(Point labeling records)
=-=-=-=-=

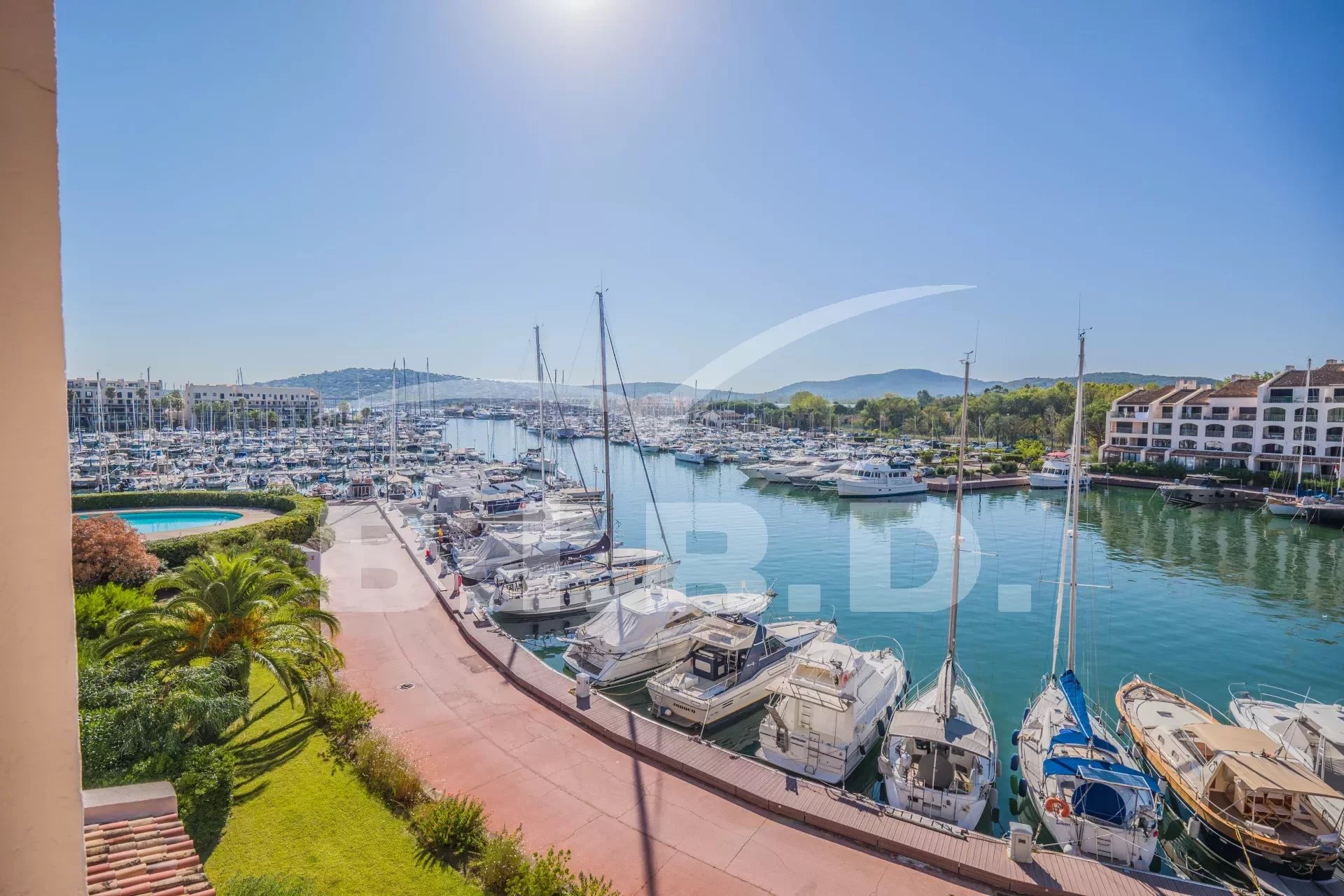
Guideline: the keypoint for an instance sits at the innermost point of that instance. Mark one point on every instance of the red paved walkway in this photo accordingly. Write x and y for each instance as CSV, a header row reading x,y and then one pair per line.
x,y
650,830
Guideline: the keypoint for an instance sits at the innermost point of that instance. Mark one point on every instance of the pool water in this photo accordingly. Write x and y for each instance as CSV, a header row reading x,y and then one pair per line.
x,y
148,522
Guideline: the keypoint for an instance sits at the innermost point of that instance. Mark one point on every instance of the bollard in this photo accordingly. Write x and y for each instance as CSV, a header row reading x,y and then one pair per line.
x,y
1019,843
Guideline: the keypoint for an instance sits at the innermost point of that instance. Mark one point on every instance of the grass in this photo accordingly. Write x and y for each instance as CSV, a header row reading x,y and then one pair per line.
x,y
298,813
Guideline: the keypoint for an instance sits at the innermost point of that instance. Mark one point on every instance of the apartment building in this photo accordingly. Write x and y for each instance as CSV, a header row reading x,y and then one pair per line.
x,y
118,405
293,405
1259,425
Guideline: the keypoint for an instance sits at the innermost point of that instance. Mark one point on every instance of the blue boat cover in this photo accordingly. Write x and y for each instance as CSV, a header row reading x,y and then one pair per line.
x,y
1077,701
1101,771
1074,738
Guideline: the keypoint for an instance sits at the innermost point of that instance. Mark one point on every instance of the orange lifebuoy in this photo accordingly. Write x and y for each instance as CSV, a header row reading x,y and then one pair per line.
x,y
1057,806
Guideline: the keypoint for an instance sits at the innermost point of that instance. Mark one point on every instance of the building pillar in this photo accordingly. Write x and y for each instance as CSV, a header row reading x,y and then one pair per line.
x,y
41,812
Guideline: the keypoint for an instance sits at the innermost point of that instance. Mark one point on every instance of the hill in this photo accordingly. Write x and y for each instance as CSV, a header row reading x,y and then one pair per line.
x,y
910,382
351,383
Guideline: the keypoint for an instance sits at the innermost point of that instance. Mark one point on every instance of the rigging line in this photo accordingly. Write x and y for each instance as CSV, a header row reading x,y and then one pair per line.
x,y
565,424
638,445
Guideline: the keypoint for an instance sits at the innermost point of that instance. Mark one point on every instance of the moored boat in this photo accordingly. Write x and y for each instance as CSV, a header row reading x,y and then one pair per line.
x,y
1241,793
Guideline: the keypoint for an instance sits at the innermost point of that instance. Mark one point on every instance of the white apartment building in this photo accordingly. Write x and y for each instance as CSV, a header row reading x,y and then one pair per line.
x,y
293,405
118,405
1260,425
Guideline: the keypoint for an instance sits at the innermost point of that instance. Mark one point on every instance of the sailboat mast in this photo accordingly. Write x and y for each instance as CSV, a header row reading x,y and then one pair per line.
x,y
540,410
1075,475
1307,405
606,437
956,539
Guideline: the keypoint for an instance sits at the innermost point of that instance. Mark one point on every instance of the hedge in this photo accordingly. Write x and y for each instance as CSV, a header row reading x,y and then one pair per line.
x,y
298,522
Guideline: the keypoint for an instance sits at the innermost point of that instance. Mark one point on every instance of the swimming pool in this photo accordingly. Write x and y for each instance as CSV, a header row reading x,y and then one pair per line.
x,y
146,522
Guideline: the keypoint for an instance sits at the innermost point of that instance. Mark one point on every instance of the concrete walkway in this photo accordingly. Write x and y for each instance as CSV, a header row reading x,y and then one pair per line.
x,y
470,731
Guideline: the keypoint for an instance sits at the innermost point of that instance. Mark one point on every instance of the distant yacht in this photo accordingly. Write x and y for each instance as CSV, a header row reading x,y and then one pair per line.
x,y
1054,473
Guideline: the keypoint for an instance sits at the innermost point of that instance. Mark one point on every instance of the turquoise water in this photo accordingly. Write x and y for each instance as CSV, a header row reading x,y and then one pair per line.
x,y
1199,598
147,522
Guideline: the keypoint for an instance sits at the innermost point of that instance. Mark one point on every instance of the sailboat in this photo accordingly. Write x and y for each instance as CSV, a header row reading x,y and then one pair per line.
x,y
1088,792
588,583
940,757
398,485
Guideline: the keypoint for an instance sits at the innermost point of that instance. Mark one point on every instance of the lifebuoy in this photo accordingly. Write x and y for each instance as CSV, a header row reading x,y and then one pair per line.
x,y
1057,806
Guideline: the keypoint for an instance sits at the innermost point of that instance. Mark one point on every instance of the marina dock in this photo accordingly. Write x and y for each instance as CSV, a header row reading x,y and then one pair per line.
x,y
736,780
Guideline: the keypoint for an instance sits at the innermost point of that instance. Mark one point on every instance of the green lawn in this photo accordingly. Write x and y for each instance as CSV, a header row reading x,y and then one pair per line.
x,y
296,813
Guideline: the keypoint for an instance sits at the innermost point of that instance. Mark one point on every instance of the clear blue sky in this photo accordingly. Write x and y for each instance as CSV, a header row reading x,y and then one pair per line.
x,y
289,187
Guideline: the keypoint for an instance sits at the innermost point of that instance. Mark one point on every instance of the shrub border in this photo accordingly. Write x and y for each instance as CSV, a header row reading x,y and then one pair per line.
x,y
298,522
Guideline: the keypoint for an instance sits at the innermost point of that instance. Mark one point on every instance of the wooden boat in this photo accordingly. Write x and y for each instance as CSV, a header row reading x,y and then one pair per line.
x,y
1242,796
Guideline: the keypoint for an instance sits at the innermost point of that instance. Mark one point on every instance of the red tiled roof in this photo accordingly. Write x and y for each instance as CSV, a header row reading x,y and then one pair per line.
x,y
1144,397
144,858
1238,388
1326,375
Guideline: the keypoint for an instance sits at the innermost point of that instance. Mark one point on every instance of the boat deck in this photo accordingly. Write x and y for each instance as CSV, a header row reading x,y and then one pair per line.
x,y
969,855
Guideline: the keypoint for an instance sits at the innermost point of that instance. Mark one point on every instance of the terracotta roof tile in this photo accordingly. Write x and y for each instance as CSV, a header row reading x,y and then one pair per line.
x,y
143,856
1324,375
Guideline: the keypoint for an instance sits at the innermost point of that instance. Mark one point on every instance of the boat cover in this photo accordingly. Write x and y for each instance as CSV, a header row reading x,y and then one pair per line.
x,y
1074,738
926,724
1077,703
1100,771
1282,776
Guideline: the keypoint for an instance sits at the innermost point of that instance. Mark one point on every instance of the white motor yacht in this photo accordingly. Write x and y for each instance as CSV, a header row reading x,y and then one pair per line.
x,y
645,630
732,666
875,479
831,708
1054,473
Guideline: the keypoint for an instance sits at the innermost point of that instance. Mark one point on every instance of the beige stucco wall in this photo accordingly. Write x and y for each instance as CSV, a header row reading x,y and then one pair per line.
x,y
41,814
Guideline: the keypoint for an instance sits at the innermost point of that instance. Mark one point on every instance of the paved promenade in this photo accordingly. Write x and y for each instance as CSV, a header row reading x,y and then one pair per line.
x,y
470,729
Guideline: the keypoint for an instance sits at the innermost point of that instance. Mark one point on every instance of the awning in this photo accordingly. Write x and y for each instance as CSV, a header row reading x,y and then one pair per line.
x,y
1261,773
1221,738
1101,771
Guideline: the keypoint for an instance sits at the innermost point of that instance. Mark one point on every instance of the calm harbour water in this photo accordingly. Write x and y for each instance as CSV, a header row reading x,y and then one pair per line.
x,y
1196,598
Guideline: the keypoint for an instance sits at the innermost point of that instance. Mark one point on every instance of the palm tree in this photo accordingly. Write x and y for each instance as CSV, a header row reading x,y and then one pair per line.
x,y
223,599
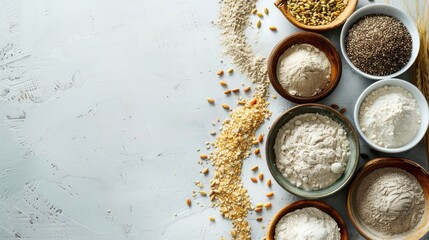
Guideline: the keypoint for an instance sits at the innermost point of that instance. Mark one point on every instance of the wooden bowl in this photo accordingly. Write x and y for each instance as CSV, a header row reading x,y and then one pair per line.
x,y
303,204
320,42
405,164
351,5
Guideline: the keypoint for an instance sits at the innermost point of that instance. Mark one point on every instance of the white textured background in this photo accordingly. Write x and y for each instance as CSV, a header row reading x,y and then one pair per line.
x,y
102,108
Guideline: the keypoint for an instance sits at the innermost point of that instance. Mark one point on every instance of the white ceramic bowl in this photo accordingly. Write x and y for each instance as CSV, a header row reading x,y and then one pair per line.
x,y
389,10
421,102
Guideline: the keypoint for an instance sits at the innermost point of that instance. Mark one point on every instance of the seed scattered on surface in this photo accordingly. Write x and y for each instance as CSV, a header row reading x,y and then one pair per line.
x,y
334,106
257,151
223,83
260,138
266,11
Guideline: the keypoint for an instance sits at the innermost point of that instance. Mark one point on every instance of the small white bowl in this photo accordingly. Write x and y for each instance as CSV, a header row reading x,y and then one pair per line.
x,y
421,102
388,10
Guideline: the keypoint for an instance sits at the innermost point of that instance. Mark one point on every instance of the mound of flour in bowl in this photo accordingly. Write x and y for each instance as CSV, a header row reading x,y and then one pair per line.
x,y
312,151
390,117
304,70
307,223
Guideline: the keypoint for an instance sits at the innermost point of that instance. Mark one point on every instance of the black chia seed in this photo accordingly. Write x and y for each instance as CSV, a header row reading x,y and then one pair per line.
x,y
379,45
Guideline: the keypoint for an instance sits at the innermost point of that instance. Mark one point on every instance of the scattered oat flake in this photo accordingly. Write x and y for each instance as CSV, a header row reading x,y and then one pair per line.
x,y
266,11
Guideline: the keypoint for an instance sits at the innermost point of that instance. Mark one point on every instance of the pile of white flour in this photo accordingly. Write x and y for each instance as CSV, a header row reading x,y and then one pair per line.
x,y
390,201
312,151
307,224
390,117
304,70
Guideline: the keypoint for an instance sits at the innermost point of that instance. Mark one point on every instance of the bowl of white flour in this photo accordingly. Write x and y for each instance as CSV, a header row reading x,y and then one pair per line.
x,y
312,151
388,199
391,115
307,219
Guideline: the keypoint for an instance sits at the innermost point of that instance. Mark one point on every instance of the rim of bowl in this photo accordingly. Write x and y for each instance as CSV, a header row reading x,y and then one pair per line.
x,y
420,99
350,7
381,9
312,194
300,204
363,172
272,68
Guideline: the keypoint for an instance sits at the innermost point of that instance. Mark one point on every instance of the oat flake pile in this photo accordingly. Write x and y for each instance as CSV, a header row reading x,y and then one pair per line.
x,y
234,143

=-=-=-=-=

■ Goal ■
Copy the stretch from the line containing "of the bowl" through the end of the records, unchanged.

■ Reply to the task ■
Guideline: the keypoint for an instance sits at the innermost point of that instance. Mark one point on every instance of the bowl of white flour in this photo accordingly. Write x and y for each instance as CSV, a header row reading x,y and then one pair per line.
x,y
312,151
388,199
391,115
307,219
Guideline: the keypoint for an instance sits at the innermost point of that instance. Mark one point on every instance of the rim of bowl in this photo accordingly. Write x and y for each instance as CSV, a header row reading x,y and then one pair per line.
x,y
420,99
350,7
381,9
312,194
300,204
363,172
272,68
Guideline: the keypoint for an instance sits at the innermost point of that instance. Mark one point on every instance of the oat flake pile in this photo accordingly. Write x and y for each instance as CSV, a header row reading x,y and then one pair per line.
x,y
234,143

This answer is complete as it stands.